EXTRACTED MATERIAL
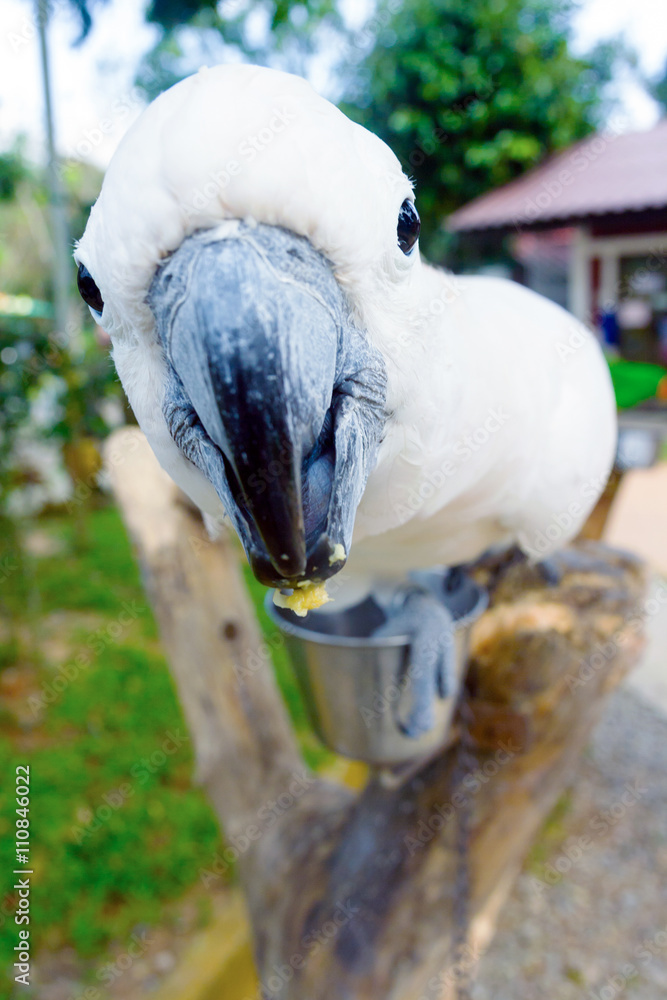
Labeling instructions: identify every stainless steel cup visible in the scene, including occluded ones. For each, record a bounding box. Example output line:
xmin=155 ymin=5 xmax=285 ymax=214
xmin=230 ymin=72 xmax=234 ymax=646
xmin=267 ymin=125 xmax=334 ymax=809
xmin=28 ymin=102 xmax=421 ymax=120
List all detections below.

EXERCISE DESCRIPTION
Without any pictures, output the entries above exactly as they appear.

SOLUTION FOR THIS EXERCISE
Labeling instructions: identify every stainless steel cup visible in the scene, including occluded ones. For each, record a bounding box. Example output line:
xmin=155 ymin=5 xmax=285 ymax=214
xmin=230 ymin=72 xmax=234 ymax=646
xmin=267 ymin=125 xmax=334 ymax=809
xmin=28 ymin=102 xmax=421 ymax=120
List all detections below.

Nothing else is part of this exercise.